- **EXERCISE DATA**:

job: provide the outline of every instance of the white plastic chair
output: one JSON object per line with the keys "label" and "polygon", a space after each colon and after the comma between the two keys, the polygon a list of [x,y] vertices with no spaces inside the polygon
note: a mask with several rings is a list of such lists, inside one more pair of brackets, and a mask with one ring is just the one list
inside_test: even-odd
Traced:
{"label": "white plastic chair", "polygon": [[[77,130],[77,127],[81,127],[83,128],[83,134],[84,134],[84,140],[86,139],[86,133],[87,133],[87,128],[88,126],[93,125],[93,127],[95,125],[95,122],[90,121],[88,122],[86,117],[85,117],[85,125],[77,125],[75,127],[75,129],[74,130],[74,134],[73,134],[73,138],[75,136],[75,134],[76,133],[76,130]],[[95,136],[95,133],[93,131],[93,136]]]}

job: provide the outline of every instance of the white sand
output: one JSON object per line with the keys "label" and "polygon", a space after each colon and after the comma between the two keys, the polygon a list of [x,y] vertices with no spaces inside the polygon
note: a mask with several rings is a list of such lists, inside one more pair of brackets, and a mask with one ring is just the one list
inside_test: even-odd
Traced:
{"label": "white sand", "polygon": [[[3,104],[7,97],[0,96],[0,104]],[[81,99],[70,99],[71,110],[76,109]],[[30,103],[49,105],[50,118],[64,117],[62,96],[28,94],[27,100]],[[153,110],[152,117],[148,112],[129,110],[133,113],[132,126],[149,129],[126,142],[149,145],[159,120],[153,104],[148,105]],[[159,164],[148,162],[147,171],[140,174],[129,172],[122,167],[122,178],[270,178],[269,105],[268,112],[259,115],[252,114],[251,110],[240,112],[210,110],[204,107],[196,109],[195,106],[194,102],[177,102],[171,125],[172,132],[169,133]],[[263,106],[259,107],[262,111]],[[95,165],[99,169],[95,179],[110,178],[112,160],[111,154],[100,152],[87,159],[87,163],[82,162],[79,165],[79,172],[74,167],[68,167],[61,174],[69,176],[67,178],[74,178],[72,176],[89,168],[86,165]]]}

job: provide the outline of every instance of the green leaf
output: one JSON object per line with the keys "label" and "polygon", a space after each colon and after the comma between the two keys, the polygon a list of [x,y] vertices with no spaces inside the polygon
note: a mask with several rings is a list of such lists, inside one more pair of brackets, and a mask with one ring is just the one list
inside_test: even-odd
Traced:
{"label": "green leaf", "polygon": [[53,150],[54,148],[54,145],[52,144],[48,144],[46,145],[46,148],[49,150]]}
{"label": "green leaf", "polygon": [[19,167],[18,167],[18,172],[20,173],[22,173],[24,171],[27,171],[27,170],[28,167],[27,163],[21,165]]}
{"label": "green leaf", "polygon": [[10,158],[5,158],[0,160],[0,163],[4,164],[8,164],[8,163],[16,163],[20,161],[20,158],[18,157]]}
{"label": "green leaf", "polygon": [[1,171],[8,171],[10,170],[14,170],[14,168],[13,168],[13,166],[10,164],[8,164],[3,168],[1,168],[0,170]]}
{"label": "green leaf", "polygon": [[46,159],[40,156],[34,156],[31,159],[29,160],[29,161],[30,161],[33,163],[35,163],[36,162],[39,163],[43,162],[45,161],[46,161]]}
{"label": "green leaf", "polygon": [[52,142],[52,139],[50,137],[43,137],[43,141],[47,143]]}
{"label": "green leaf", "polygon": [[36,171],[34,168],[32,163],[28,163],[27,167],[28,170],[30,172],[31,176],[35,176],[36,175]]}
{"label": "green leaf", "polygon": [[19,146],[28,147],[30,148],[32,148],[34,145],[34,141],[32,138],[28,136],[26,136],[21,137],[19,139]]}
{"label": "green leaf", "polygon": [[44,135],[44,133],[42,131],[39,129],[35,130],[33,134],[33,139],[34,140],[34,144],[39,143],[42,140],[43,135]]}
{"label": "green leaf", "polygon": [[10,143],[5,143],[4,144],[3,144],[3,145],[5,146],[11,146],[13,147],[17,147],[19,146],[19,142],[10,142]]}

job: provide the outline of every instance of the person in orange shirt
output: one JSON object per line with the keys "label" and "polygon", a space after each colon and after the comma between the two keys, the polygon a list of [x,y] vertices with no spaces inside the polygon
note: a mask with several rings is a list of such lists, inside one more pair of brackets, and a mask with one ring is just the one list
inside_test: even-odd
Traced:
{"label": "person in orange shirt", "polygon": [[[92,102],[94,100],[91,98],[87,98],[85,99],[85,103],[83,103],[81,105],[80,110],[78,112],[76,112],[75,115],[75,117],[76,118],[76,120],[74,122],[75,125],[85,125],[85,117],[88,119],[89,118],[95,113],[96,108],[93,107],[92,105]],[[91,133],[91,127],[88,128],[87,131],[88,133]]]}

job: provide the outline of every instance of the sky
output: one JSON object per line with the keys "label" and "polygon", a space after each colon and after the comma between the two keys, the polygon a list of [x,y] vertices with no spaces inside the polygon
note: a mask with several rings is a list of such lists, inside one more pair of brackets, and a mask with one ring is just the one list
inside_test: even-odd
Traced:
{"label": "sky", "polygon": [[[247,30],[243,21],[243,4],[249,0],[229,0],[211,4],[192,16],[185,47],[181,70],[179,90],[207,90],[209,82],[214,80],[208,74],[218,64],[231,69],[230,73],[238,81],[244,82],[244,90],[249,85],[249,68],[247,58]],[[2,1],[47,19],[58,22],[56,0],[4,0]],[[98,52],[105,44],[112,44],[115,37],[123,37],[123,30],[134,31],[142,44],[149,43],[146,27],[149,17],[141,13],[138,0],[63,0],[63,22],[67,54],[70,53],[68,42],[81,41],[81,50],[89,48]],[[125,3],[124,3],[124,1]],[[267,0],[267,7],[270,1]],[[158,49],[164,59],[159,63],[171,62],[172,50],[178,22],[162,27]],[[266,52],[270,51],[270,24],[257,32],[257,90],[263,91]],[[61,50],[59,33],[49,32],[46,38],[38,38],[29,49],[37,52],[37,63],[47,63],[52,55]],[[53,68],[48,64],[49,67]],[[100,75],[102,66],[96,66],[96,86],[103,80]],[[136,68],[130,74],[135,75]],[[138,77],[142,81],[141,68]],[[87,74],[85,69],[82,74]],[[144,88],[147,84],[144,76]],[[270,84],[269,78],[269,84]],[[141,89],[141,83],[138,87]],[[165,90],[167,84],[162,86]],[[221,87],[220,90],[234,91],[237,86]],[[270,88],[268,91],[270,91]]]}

- **PROBLEM TO SOLVE**:
Copy all of the items above character for character, leaving nothing out and changing nothing.

- **EXERCISE ANSWER**:
job: provide the outline of every instance of the white plastic chair
output: one JSON object per line with the keys "label" and "polygon", a space after each colon and after the comma between the two keys, the polygon a list of [x,y] vertices with no spaces inside the polygon
note: a mask with several rings is a list of such lists, inside one more pair of brackets, and a mask with one ring is just the one list
inside_test: even-odd
Traced:
{"label": "white plastic chair", "polygon": [[[77,130],[77,127],[81,127],[83,128],[83,134],[84,134],[84,140],[86,139],[86,133],[87,133],[87,128],[88,126],[93,125],[93,127],[95,125],[95,122],[90,121],[88,122],[86,117],[85,117],[85,125],[77,125],[75,127],[75,129],[74,130],[74,134],[73,134],[73,138],[75,136],[75,134],[76,133],[76,130]],[[95,136],[95,133],[93,131],[93,136]]]}

job: provide the outline of every instance of the white sand
output: one JSON object per line with the keys "label" and "polygon", a space after each colon and after the comma between the two keys, the polygon a list of [x,y] vertices with no spaces inside the polygon
note: a mask with several rings is a list of such lists, inside one more pair of brackets, and a mask with one ring is just the one list
inside_test: even-odd
Traced:
{"label": "white sand", "polygon": [[[3,104],[7,97],[0,96],[0,104]],[[81,99],[70,99],[71,110],[76,109]],[[30,103],[49,105],[50,118],[64,117],[62,96],[28,94],[27,100]],[[153,110],[152,117],[148,112],[129,110],[133,113],[132,126],[149,129],[126,142],[149,145],[159,120],[153,104],[148,105]],[[159,164],[148,162],[147,171],[140,174],[129,172],[122,167],[122,178],[270,178],[269,105],[268,112],[259,115],[252,114],[251,110],[240,112],[210,110],[204,107],[196,109],[195,106],[194,102],[177,102],[171,125],[172,132],[169,133]],[[263,106],[259,107],[262,111]],[[95,165],[99,169],[95,179],[110,178],[112,160],[111,154],[100,152],[87,159],[87,163],[82,162],[79,165],[79,172],[74,167],[68,167],[61,174],[69,176],[67,178],[74,178],[72,176],[89,168],[86,165]]]}

job: provide the outline of every instance of the green leaf
output: one JSON object per line with the keys "label" and "polygon", a space after each colon and after the comma between the two keys, the polygon a list of [x,y] vertices with no spaces inside the polygon
note: a mask with several rings is a list of such lists, inside one more pair of brackets, and a mask with one ring is just the one list
inside_test: even-odd
Traced:
{"label": "green leaf", "polygon": [[53,150],[54,148],[54,145],[52,144],[48,144],[46,145],[46,148],[49,150]]}
{"label": "green leaf", "polygon": [[19,167],[18,167],[18,172],[20,173],[22,173],[24,171],[27,171],[27,170],[28,167],[27,163],[21,165]]}
{"label": "green leaf", "polygon": [[10,158],[5,158],[0,160],[0,163],[4,164],[8,164],[8,163],[16,163],[20,161],[20,158],[18,157]]}
{"label": "green leaf", "polygon": [[1,171],[8,171],[10,170],[14,170],[14,168],[13,168],[13,166],[10,164],[8,164],[3,168],[1,168],[0,170]]}
{"label": "green leaf", "polygon": [[46,159],[40,156],[34,156],[31,159],[29,160],[29,161],[30,161],[33,163],[35,163],[36,162],[39,163],[43,162],[45,161],[46,161]]}
{"label": "green leaf", "polygon": [[52,142],[52,139],[50,137],[43,137],[43,141],[47,143]]}
{"label": "green leaf", "polygon": [[36,171],[34,168],[32,163],[28,163],[27,167],[28,170],[30,172],[31,176],[35,176],[36,175]]}
{"label": "green leaf", "polygon": [[19,146],[28,147],[30,148],[32,148],[34,145],[34,141],[32,138],[28,136],[26,136],[21,137],[19,139]]}
{"label": "green leaf", "polygon": [[44,135],[44,133],[42,131],[39,129],[35,130],[33,134],[33,139],[34,140],[34,144],[39,143],[42,140],[43,135]]}
{"label": "green leaf", "polygon": [[10,143],[5,143],[4,144],[3,144],[3,145],[5,146],[11,146],[13,147],[17,147],[19,146],[19,142],[10,142]]}

job: provide the outline of every instance of the person in orange shirt
output: one JSON object per line with the keys "label" and "polygon", a space after each colon and after the comma between the two keys, the polygon a list of [x,y] vertices with no spaces inside the polygon
note: a mask with several rings is a list of such lists, inside one more pair of brackets, and a mask with one ring is just the one list
inside_test: even-odd
Traced:
{"label": "person in orange shirt", "polygon": [[[92,102],[94,100],[91,98],[87,98],[85,99],[85,103],[83,103],[81,105],[80,110],[78,112],[76,112],[75,115],[75,117],[76,118],[76,120],[74,122],[75,125],[85,125],[85,117],[88,119],[89,118],[95,113],[96,108],[93,107],[92,105]],[[91,133],[91,127],[88,128],[87,131],[88,133]]]}

job: provide the outline of every instance of the sky
output: one JSON object per line with the keys "label" and "polygon", a space after each colon and after the comma between the two keys, the polygon a list of [x,y] vertices with no spaces inside the polygon
note: a mask with several rings is a list of such lists, inside one more pair of brackets, and a mask with one ring is just the one list
inside_test: even-odd
Traced:
{"label": "sky", "polygon": [[[247,30],[243,21],[243,4],[249,0],[229,0],[211,4],[192,16],[185,47],[181,70],[179,90],[207,90],[209,82],[214,80],[208,74],[218,64],[231,69],[230,73],[238,81],[244,82],[244,90],[249,85],[249,68],[247,58]],[[2,1],[47,19],[58,22],[56,0],[4,0]],[[98,52],[105,44],[112,44],[115,37],[123,37],[123,30],[134,31],[142,44],[149,43],[146,27],[149,17],[141,13],[138,0],[63,0],[63,22],[67,54],[70,53],[68,42],[81,41],[81,50],[89,48]],[[125,3],[124,3],[124,1]],[[267,0],[267,7],[270,1]],[[158,49],[164,59],[159,63],[171,62],[172,50],[178,22],[162,27]],[[266,52],[270,51],[270,24],[257,32],[257,90],[263,91]],[[61,50],[59,33],[49,32],[46,38],[38,38],[29,49],[37,52],[37,63],[47,63],[52,55]],[[53,68],[48,64],[49,67]],[[100,75],[102,66],[96,66],[96,86],[103,80]],[[136,68],[130,74],[135,75]],[[138,77],[142,81],[141,68]],[[87,74],[85,69],[82,74]],[[144,88],[147,84],[144,76]],[[270,84],[269,78],[269,84]],[[141,89],[141,83],[138,87]],[[165,90],[167,84],[162,86]],[[221,87],[220,90],[234,91],[237,86]],[[270,88],[268,91],[270,91]]]}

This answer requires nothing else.